**Work item**
Here is a block of records. Copy every line in it that includes "component".

[Dataset entries]

= = = = = = =

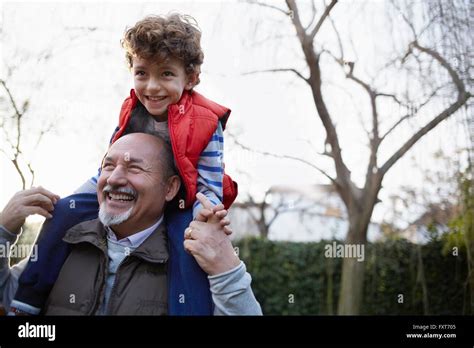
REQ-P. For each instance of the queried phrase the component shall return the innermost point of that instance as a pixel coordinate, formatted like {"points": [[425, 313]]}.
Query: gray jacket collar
{"points": [[153, 249]]}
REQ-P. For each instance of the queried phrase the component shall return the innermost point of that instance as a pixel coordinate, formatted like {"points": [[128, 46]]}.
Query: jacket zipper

= = = = = = =

**Answer to this exercise**
REQ-P. For each instance of the queried phrase the component shall return the innermost point of that instance as a pixel coordinate, formatted like {"points": [[425, 313]]}.
REQ-P. For each instance of the queried phrase the component shall return the innermost point of that instance as a pixel coordinate, formatted like {"points": [[128, 46]]}.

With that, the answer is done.